WHAT YOU NEED TO DO -> Reproduce all of the data below word for word, leaving out the pictures.

(Some records)
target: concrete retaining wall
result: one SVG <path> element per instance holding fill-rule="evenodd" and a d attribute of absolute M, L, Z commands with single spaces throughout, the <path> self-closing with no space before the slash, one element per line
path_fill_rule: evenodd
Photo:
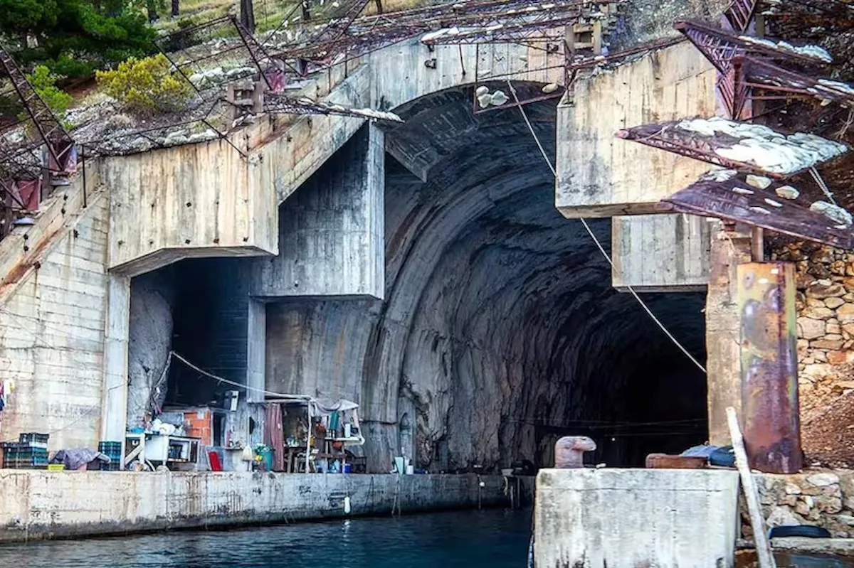
<path fill-rule="evenodd" d="M 543 568 L 731 568 L 734 471 L 544 469 L 534 559 Z"/>
<path fill-rule="evenodd" d="M 83 209 L 81 185 L 78 178 L 29 231 L 9 237 L 20 238 L 26 254 L 0 292 L 0 380 L 16 385 L 3 411 L 3 441 L 22 432 L 50 433 L 56 450 L 99 439 L 108 203 L 90 186 Z M 64 213 L 56 211 L 65 204 Z M 0 263 L 15 257 L 15 244 L 3 240 Z"/>
<path fill-rule="evenodd" d="M 504 487 L 477 475 L 0 470 L 0 542 L 342 517 L 346 496 L 353 516 L 498 506 Z"/>

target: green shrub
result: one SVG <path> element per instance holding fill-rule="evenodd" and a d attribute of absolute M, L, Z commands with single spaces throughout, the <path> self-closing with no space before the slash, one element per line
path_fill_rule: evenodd
<path fill-rule="evenodd" d="M 62 78 L 51 73 L 46 66 L 37 65 L 26 78 L 44 104 L 61 120 L 65 112 L 74 102 L 74 97 L 56 86 L 56 81 Z"/>
<path fill-rule="evenodd" d="M 171 67 L 162 54 L 132 57 L 115 69 L 97 72 L 96 78 L 107 95 L 129 110 L 174 111 L 187 102 L 192 88 L 184 77 L 173 73 Z"/>

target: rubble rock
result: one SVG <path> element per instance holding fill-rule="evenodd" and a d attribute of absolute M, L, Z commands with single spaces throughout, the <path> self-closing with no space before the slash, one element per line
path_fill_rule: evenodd
<path fill-rule="evenodd" d="M 839 476 L 835 473 L 813 473 L 806 480 L 816 487 L 827 487 L 839 483 Z"/>
<path fill-rule="evenodd" d="M 845 288 L 840 284 L 834 284 L 829 280 L 819 281 L 819 283 L 813 284 L 806 289 L 807 298 L 816 298 L 824 299 L 837 296 L 843 296 Z"/>
<path fill-rule="evenodd" d="M 827 331 L 824 322 L 811 317 L 798 318 L 798 336 L 804 339 L 816 339 Z"/>

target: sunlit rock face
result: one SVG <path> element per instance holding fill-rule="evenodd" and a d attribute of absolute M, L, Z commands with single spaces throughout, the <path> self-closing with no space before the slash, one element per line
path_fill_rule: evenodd
<path fill-rule="evenodd" d="M 472 101 L 452 90 L 395 109 L 407 122 L 387 148 L 409 169 L 387 154 L 385 299 L 270 305 L 270 388 L 358 400 L 374 471 L 401 449 L 431 471 L 550 466 L 567 434 L 612 465 L 701 443 L 702 374 L 555 209 L 519 110 L 474 114 Z M 552 160 L 555 107 L 525 107 Z M 590 227 L 610 249 L 610 222 Z M 703 361 L 703 295 L 644 298 Z"/>

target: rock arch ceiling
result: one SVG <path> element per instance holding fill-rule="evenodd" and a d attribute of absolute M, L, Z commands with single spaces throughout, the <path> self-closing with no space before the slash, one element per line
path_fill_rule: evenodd
<path fill-rule="evenodd" d="M 611 465 L 702 442 L 702 374 L 554 208 L 518 110 L 474 114 L 471 100 L 461 88 L 395 109 L 407 124 L 387 148 L 409 169 L 387 156 L 386 299 L 270 305 L 268 332 L 301 330 L 283 351 L 299 362 L 272 369 L 274 385 L 358 397 L 375 469 L 397 454 L 404 414 L 404 451 L 436 470 L 550 465 L 569 433 L 592 435 Z M 556 106 L 525 107 L 553 157 Z M 591 224 L 607 246 L 610 223 Z M 705 298 L 645 298 L 703 357 Z M 645 426 L 614 426 L 625 422 Z"/>

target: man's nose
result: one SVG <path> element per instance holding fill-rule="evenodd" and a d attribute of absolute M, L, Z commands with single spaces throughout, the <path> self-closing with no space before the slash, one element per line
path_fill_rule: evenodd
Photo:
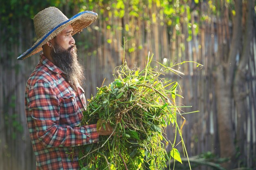
<path fill-rule="evenodd" d="M 76 43 L 76 41 L 75 41 L 75 39 L 74 39 L 73 37 L 72 37 L 72 38 L 71 39 L 71 44 L 74 44 Z"/>

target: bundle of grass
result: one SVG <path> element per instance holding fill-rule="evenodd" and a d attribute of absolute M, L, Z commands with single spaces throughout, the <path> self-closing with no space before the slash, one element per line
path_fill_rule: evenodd
<path fill-rule="evenodd" d="M 173 148 L 175 141 L 171 142 L 164 134 L 165 128 L 172 124 L 181 136 L 175 103 L 178 84 L 162 78 L 170 68 L 150 67 L 152 57 L 141 71 L 130 69 L 125 62 L 117 67 L 115 81 L 98 88 L 89 100 L 81 125 L 97 124 L 99 129 L 109 122 L 114 132 L 100 136 L 97 144 L 79 147 L 82 170 L 162 170 L 171 157 L 181 163 Z M 169 144 L 173 149 L 168 154 Z"/>

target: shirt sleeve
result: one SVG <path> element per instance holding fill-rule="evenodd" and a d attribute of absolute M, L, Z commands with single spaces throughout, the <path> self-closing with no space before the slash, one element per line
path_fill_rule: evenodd
<path fill-rule="evenodd" d="M 49 84 L 38 81 L 27 95 L 28 108 L 36 134 L 45 147 L 75 146 L 99 141 L 96 124 L 75 128 L 59 126 L 59 101 Z"/>

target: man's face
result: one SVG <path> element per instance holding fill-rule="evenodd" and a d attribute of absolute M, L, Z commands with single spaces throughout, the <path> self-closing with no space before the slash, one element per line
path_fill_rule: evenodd
<path fill-rule="evenodd" d="M 71 35 L 73 31 L 71 25 L 67 26 L 52 39 L 51 41 L 52 45 L 54 46 L 56 44 L 57 44 L 65 50 L 72 46 L 76 42 Z"/>
<path fill-rule="evenodd" d="M 78 60 L 77 50 L 71 35 L 72 30 L 70 26 L 52 40 L 54 48 L 51 48 L 50 54 L 54 64 L 62 70 L 66 80 L 75 90 L 76 86 L 84 83 L 84 77 L 83 68 Z"/>

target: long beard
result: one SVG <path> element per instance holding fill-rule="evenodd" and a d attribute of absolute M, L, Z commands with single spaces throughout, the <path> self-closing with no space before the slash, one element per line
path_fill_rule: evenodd
<path fill-rule="evenodd" d="M 74 50 L 71 51 L 72 48 Z M 51 51 L 51 55 L 54 64 L 59 68 L 65 74 L 66 80 L 71 87 L 76 91 L 76 86 L 84 83 L 83 68 L 78 62 L 77 49 L 74 45 L 67 50 L 58 44 L 54 46 L 54 51 Z"/>

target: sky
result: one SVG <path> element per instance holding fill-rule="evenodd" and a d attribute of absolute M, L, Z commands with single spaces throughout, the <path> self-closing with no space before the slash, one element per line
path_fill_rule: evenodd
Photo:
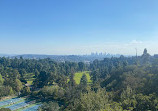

ANSWER TO THE TASK ->
target: concrete retaining wall
result: one SVG <path> element per instance holding fill-rule="evenodd" and a d attribute of absolute M, L, Z commands with single spaces throughout, the <path> self-closing with no space before the slash, one element per line
path_fill_rule: evenodd
Photo:
<path fill-rule="evenodd" d="M 543 568 L 731 568 L 734 471 L 544 469 L 534 559 Z"/>
<path fill-rule="evenodd" d="M 83 209 L 81 185 L 78 178 L 29 231 L 9 237 L 20 238 L 26 254 L 0 292 L 0 380 L 16 385 L 3 411 L 3 441 L 22 432 L 50 433 L 56 450 L 99 439 L 108 203 L 90 186 Z M 64 213 L 56 211 L 65 204 Z M 0 263 L 15 257 L 15 244 L 3 240 Z"/>
<path fill-rule="evenodd" d="M 504 487 L 477 475 L 0 470 L 0 542 L 342 517 L 346 496 L 353 516 L 498 506 Z"/>

target: green shrub
result: one SVG <path> element per instance holding fill-rule="evenodd" and a d attribute of absolute M, L, Z commands with single spaces throughout, the <path> self-closing with no space before the slash, one element per line
path_fill_rule: evenodd
<path fill-rule="evenodd" d="M 62 78 L 51 73 L 46 66 L 37 65 L 26 78 L 44 104 L 61 120 L 65 112 L 74 102 L 74 97 L 56 86 L 56 81 Z"/>
<path fill-rule="evenodd" d="M 171 67 L 162 54 L 132 57 L 115 69 L 97 72 L 96 78 L 107 95 L 129 110 L 174 111 L 187 102 L 192 88 L 184 77 L 173 73 Z"/>

target: rubble rock
result: one SVG <path> element per instance holding fill-rule="evenodd" and a d attribute of absolute M, L, Z commands with single spaces throughout, the <path> self-closing with no space before the slash, one element per line
path_fill_rule: evenodd
<path fill-rule="evenodd" d="M 839 476 L 835 473 L 813 473 L 806 480 L 816 487 L 827 487 L 839 483 Z"/>
<path fill-rule="evenodd" d="M 845 288 L 840 284 L 834 284 L 829 280 L 819 281 L 819 283 L 813 284 L 806 289 L 807 298 L 816 298 L 824 299 L 837 296 L 843 296 Z"/>
<path fill-rule="evenodd" d="M 827 331 L 824 322 L 811 317 L 798 318 L 798 336 L 804 339 L 816 339 Z"/>

target: sunlit rock face
result: one SVG <path> element per instance holding fill-rule="evenodd" and a d attribute of absolute M, L, Z commands with single spaces throughout, the <path> self-closing with no space before the slash, one element per line
path_fill_rule: evenodd
<path fill-rule="evenodd" d="M 472 101 L 452 90 L 395 109 L 407 122 L 387 148 L 409 169 L 387 154 L 385 299 L 270 305 L 270 388 L 358 400 L 374 471 L 401 449 L 431 471 L 550 466 L 567 434 L 612 465 L 701 443 L 702 374 L 555 209 L 519 110 L 474 114 Z M 552 160 L 555 107 L 525 107 Z M 590 227 L 610 249 L 610 222 Z M 703 361 L 703 295 L 644 298 Z"/>

target: rock arch ceiling
result: one SVG <path> element per instance holding fill-rule="evenodd" and a d attribute of absolute M, L, Z commands with single spaces throughout, the <path> self-closing with no space before the slash, one element per line
path_fill_rule: evenodd
<path fill-rule="evenodd" d="M 611 465 L 702 442 L 702 374 L 554 208 L 518 110 L 474 114 L 471 100 L 461 88 L 395 109 L 407 124 L 387 148 L 409 169 L 387 156 L 386 299 L 270 305 L 268 332 L 301 330 L 283 351 L 299 362 L 272 369 L 274 385 L 358 397 L 375 469 L 397 454 L 404 414 L 404 451 L 436 470 L 550 465 L 569 433 L 592 435 Z M 556 106 L 525 107 L 553 157 Z M 591 224 L 607 246 L 610 223 Z M 705 298 L 645 298 L 703 357 Z M 645 426 L 614 426 L 625 422 Z"/>

target: man's nose
result: one SVG <path> element per instance holding fill-rule="evenodd" and a d attribute of absolute M, L, Z commands with single spaces throughout, the <path> self-closing with no space before the slash, one element per line
path_fill_rule: evenodd
Photo:
<path fill-rule="evenodd" d="M 76 43 L 76 41 L 75 41 L 75 39 L 74 39 L 73 37 L 72 37 L 72 38 L 71 39 L 71 44 L 74 44 Z"/>

target: bundle of grass
result: one SVG <path> element per instance holding fill-rule="evenodd" and a d attribute of absolute M, L, Z commands with single spaces throughout, the <path> self-closing with no space before the slash, one element per line
path_fill_rule: evenodd
<path fill-rule="evenodd" d="M 173 148 L 175 141 L 171 142 L 164 134 L 165 128 L 172 124 L 181 136 L 175 103 L 178 84 L 162 78 L 170 68 L 150 67 L 152 57 L 141 71 L 130 69 L 125 62 L 117 67 L 115 81 L 98 88 L 89 100 L 81 125 L 97 124 L 99 129 L 109 122 L 114 132 L 100 136 L 97 144 L 79 147 L 82 170 L 162 170 L 171 157 L 181 163 Z M 169 144 L 173 149 L 168 154 Z"/>

target: shirt sleeve
result: one SVG <path> element per instance holding fill-rule="evenodd" and a d attribute of absolute M, L, Z commands with single spaces throughout, the <path> self-closing with no space before the slash, one element per line
path_fill_rule: evenodd
<path fill-rule="evenodd" d="M 49 84 L 38 81 L 27 95 L 28 108 L 36 134 L 45 147 L 75 146 L 99 141 L 96 124 L 75 128 L 59 126 L 59 101 Z"/>

target: man's face
result: one SVG <path> element per instance holding fill-rule="evenodd" and a d attribute of absolute M, L, Z commands with single spaces throughout, the <path> self-closing with no space before the slash, one element per line
path_fill_rule: evenodd
<path fill-rule="evenodd" d="M 71 35 L 73 31 L 71 25 L 67 26 L 52 39 L 51 41 L 52 45 L 54 46 L 56 44 L 57 44 L 65 50 L 72 46 L 76 42 Z"/>
<path fill-rule="evenodd" d="M 78 60 L 77 50 L 71 35 L 72 30 L 70 26 L 52 40 L 54 48 L 51 48 L 50 54 L 54 64 L 62 70 L 66 80 L 75 90 L 76 86 L 84 83 L 84 77 L 83 68 Z"/>

target: long beard
result: one SVG <path> element per instance holding fill-rule="evenodd" and a d attribute of absolute M, L, Z commands with single spaces throughout, the <path> self-closing with no space before the slash, one element per line
path_fill_rule: evenodd
<path fill-rule="evenodd" d="M 74 50 L 71 51 L 72 48 Z M 51 51 L 51 55 L 54 64 L 59 68 L 65 74 L 66 80 L 71 87 L 76 91 L 76 86 L 84 83 L 83 68 L 78 62 L 77 49 L 74 45 L 67 50 L 58 44 L 54 46 L 54 51 Z"/>

target: sky
result: one SVG <path> element per instance holding fill-rule="evenodd" and a d attribute of absolute M, L, Z commands with single spaces throughout, the <path> self-closing with no space before the slash, one element per line
path_fill_rule: evenodd
Photo:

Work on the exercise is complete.